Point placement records
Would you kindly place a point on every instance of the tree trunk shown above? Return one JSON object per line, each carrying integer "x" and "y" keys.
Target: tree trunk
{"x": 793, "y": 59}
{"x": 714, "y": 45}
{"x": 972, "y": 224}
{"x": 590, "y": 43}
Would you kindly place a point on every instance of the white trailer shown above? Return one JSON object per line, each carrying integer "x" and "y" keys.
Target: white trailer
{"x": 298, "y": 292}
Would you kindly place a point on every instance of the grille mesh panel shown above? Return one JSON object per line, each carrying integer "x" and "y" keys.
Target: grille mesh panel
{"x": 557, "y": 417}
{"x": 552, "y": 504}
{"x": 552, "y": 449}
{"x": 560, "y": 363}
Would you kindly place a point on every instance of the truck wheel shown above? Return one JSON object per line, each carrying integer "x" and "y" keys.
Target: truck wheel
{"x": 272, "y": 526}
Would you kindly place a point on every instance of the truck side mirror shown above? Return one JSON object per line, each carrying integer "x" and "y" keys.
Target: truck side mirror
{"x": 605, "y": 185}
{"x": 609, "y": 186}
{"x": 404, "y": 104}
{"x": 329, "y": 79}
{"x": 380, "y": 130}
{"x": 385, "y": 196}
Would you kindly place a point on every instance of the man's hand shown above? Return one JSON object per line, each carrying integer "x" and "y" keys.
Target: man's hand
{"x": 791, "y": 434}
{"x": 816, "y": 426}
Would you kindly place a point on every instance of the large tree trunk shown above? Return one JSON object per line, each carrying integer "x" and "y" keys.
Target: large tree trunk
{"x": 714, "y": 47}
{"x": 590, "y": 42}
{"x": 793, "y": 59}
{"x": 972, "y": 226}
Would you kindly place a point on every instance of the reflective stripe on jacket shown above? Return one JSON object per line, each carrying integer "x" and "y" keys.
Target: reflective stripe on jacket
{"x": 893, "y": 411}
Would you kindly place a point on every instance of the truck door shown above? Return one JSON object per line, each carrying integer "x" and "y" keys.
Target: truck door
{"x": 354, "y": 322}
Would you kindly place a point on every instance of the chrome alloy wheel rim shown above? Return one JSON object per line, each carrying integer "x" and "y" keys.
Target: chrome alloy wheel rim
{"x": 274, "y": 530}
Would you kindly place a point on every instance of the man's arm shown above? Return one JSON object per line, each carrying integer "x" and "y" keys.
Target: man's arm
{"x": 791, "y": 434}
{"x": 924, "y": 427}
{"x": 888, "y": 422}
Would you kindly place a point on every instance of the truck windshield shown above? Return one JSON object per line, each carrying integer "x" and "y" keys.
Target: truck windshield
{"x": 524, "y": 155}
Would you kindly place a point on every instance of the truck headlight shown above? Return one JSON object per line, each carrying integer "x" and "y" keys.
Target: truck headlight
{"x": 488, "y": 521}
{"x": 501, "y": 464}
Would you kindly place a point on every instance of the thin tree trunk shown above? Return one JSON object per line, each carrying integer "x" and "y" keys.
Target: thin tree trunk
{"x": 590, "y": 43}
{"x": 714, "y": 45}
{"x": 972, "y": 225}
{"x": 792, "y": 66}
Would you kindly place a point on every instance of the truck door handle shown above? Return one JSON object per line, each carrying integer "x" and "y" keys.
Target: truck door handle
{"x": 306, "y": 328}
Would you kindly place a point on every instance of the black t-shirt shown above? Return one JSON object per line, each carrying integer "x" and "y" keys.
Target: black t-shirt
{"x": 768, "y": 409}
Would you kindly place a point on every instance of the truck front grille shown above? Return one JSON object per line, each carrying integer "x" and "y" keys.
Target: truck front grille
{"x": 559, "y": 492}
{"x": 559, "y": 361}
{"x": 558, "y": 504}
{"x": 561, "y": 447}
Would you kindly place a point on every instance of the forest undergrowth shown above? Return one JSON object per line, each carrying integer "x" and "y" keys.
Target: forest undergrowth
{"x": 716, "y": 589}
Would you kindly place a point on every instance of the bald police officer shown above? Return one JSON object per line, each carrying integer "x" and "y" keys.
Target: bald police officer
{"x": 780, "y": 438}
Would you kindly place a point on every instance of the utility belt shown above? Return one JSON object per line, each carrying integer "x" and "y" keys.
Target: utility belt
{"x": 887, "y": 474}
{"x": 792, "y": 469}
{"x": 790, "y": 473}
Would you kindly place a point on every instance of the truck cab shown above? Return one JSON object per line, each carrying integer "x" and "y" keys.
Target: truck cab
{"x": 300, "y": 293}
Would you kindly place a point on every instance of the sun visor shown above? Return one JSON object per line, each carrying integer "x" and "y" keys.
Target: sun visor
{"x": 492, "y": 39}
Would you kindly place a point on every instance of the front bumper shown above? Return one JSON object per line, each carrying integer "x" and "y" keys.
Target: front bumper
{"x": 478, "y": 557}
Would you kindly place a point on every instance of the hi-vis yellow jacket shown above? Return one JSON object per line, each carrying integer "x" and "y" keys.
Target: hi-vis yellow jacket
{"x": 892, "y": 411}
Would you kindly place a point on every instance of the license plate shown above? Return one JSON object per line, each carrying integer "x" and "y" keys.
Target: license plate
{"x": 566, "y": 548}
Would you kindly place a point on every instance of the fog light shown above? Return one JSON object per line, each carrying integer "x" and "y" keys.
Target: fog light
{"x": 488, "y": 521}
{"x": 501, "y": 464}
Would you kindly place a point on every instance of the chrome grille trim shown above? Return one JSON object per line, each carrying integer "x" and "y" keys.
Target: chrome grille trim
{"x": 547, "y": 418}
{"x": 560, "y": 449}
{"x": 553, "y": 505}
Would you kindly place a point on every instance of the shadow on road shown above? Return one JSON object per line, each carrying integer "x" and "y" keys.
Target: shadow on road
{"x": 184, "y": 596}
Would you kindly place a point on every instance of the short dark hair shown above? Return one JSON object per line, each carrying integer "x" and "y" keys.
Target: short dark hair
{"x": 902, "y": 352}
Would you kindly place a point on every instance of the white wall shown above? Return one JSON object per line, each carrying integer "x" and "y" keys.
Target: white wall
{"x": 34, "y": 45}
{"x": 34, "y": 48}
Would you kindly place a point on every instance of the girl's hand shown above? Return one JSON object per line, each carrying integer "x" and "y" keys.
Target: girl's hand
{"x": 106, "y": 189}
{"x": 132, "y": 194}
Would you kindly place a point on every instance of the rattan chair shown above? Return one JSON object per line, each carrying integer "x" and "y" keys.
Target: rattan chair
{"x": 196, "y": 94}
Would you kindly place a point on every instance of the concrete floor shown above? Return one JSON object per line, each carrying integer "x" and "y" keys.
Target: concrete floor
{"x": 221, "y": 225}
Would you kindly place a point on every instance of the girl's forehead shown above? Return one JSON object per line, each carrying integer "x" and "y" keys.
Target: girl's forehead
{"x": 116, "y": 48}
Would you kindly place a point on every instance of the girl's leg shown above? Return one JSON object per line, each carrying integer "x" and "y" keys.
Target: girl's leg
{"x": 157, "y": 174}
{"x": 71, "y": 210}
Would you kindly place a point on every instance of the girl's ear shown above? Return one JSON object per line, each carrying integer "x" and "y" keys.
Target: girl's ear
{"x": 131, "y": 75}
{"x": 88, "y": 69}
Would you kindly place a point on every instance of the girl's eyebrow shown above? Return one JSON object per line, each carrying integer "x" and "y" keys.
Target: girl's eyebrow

▶ _PROBLEM STATEMENT_
Write out every entry again exactly, please, with nothing missing.

▶ _REPLY TO THE EXERCISE_
Would you kindly place a point on every instance of the tree trunk shown above? Return one JSON object per line, each carrying integer "x" and "y" keys.
Target: tree trunk
{"x": 793, "y": 59}
{"x": 714, "y": 45}
{"x": 972, "y": 224}
{"x": 590, "y": 43}
Would you kindly place a point on every instance of the white trailer shown above? Return one JSON object per line, each carrying integer "x" and "y" keys.
Target: white trailer
{"x": 298, "y": 292}
Would you kindly place a point on every instance of the grille mesh panel shown above? Return one JSON object per line, each carrying integer "x" and "y" keys.
Target: grille mesh panel
{"x": 557, "y": 417}
{"x": 552, "y": 504}
{"x": 552, "y": 449}
{"x": 560, "y": 363}
Would you kindly place a point on every instance of the truck wheel shown above? Return one JSON object per line, each carrying integer "x" and "y" keys.
Target: truck wheel
{"x": 272, "y": 526}
Would you kindly place a point on every instance of the truck side mirror shown above? Return one JSON object per line, each carrying integer "x" and "y" keys.
Target: truck side mirror
{"x": 605, "y": 185}
{"x": 609, "y": 186}
{"x": 404, "y": 104}
{"x": 329, "y": 79}
{"x": 380, "y": 130}
{"x": 385, "y": 196}
Would you kindly place a point on every instance of the man's hand shown above? Return one JSON object per line, each carrying integer "x" and "y" keys.
Target: man's hand
{"x": 791, "y": 434}
{"x": 816, "y": 426}
Would you kindly place a point on every instance of the large tree trunk shown above? Return one JSON object per line, each carrying integer "x" and "y" keys.
Target: large tree trunk
{"x": 714, "y": 47}
{"x": 590, "y": 42}
{"x": 793, "y": 59}
{"x": 972, "y": 226}
Would you kindly place a point on every instance of the reflective stripe on jacket shown above? Return one JSON object per line, each carrying integer "x" and "y" keys.
Target: reflective stripe on jacket
{"x": 893, "y": 411}
Would you kindly place a point on every instance of the truck door shown above? Return one JSON object per line, each carrying integer "x" and "y" keys.
Target: truck door
{"x": 354, "y": 322}
Would you kindly place a point on every instance of the chrome alloy wheel rim shown above? Return one JSON object per line, each carrying integer "x" and "y" keys.
Target: chrome alloy wheel rim
{"x": 274, "y": 530}
Would you kindly place a point on every instance of the man's arm shown above? Return one JSON object per line, each carrying integer "x" and "y" keys.
Target: man's arm
{"x": 791, "y": 434}
{"x": 924, "y": 427}
{"x": 888, "y": 422}
Would you kindly place a point on every instance of the truck windshield shown above? Return one JSON object per line, each carrying integer "x" and "y" keys.
Target: truck windshield
{"x": 524, "y": 155}
Would you kindly place a point on every instance of the truck headlight shown above? Return one JSON object per line, each carrying integer "x" and "y" keys.
Target: truck headlight
{"x": 488, "y": 521}
{"x": 501, "y": 464}
Would you kindly place a point on every instance of the thin tree trunk shown above? Return one JSON object per line, each carrying integer "x" and "y" keys.
Target: thin tree trunk
{"x": 590, "y": 43}
{"x": 714, "y": 45}
{"x": 972, "y": 225}
{"x": 792, "y": 66}
Would you kindly place a point on every instance of the truck door handle shown above? Return one JSON object per line, each carrying integer "x" and "y" keys.
Target: truck door handle
{"x": 306, "y": 328}
Would you kindly place a point on every instance of the black t-shirt shown above? Return one JSON object per line, each carrying integer "x" and "y" keys.
Target: black t-shirt
{"x": 768, "y": 409}
Would you kindly place a point on every instance of the truck front grille shown above? Return one JSON object per line, each carrying integer "x" and "y" keys.
Target: truck front grille
{"x": 559, "y": 492}
{"x": 559, "y": 361}
{"x": 558, "y": 504}
{"x": 561, "y": 447}
Would you kindly place a point on every instance of the forest undergrowth shown above? Return one JSON object per line, each carrying integer "x" and "y" keys.
Target: forest undergrowth
{"x": 716, "y": 589}
Would you kindly place a point on every instance of the bald police officer shown above? Return one JSON object per line, each carrying integer "x" and "y" keys.
Target: bald police officer
{"x": 780, "y": 438}
Would you kindly place a point on every instance of the utility belt shown above? Return one JSON object per line, each carrying integer "x" and "y" keys.
Target: utility belt
{"x": 887, "y": 474}
{"x": 792, "y": 469}
{"x": 790, "y": 473}
Would you kindly place a point on every instance of the truck cab shown above? Return one JSON object per line, each carrying integer "x" and "y" keys.
Target: truck cab
{"x": 300, "y": 293}
Would you kindly place a point on every instance of the sun visor shown above? Return one JSON object per line, each carrying integer "x" and "y" keys.
Target: sun visor
{"x": 492, "y": 39}
Would you kindly place a point on every instance of the front bumper shown above? Return one JSON object per line, each carrying integer "x" and "y" keys.
Target: front bumper
{"x": 478, "y": 557}
Would you kindly place a point on every instance of the hi-vis yellow jacket shown above? Return one JSON object per line, each carrying integer "x" and "y" keys.
Target: hi-vis yellow jacket
{"x": 892, "y": 411}
Would you kindly place a point on every instance of the license plate shown above? Return one JSON object per line, each carrying integer "x" and "y" keys.
Target: license plate
{"x": 566, "y": 548}
Would you kindly place a point on every instance of the fog light shown above? Return one JSON object per line, each carrying integer "x" and "y" keys.
Target: fog light
{"x": 488, "y": 521}
{"x": 501, "y": 464}
Would you kindly place a point on every instance of the chrome grille trim shown above? Return one JSON object per line, each carrying integer "x" and "y" keys.
Target: chrome grille trim
{"x": 547, "y": 418}
{"x": 560, "y": 449}
{"x": 553, "y": 505}
Would you kindly place a point on every instance of the shadow on road shown above? Return one JSON object per line, each carrying integer "x" and "y" keys.
Target: shadow on road
{"x": 184, "y": 596}
Would you kindly place a point on every instance of the short dark hair shown above? Return one JSON object per line, each carrying integer "x" and "y" keys.
Target: short dark hair
{"x": 902, "y": 352}
Would you kindly place a point on every instance of the white wall shown above? Return one JSON object per line, each carrying integer "x" and "y" keys.
Target: white wall
{"x": 34, "y": 45}
{"x": 34, "y": 48}
Would you kindly place a point on every instance of the girl's hand shown above? Return one JSON object per line, each carrying integer "x" and "y" keys.
Target: girl's hand
{"x": 106, "y": 189}
{"x": 132, "y": 194}
Would you kindly place a point on every instance of the rattan chair shown above? Return one JSON object per line, each carrying integer "x" and "y" keys.
Target: rattan chair
{"x": 196, "y": 94}
Would you kindly place a point on every instance of the concrete floor shown above? Return one JSON object per line, each carrying integer "x" and "y" keys.
Target: concrete floor
{"x": 221, "y": 225}
Would you kindly place a point on every instance of the girl's forehead shown above? Return one JSON object per line, each carrying integer "x" and "y" keys.
Target: girl's forehead
{"x": 116, "y": 48}
Would you kindly place a point on every instance of the girl's leg shown above? Return one JSON object per line, each carrying integer "x" and "y" keys.
Target: girl's leg
{"x": 157, "y": 174}
{"x": 71, "y": 210}
Would you kindly place a point on every instance of the girl's ear shown above? Return one JSON object per line, each carrying integer "x" and "y" keys.
Target: girl's ear
{"x": 131, "y": 75}
{"x": 88, "y": 69}
Would you kindly place a point on every instance of the girl's eyebrow shown above? Return one JSON object per line, each carrying integer "x" and "y" keys.
Target: girl's eyebrow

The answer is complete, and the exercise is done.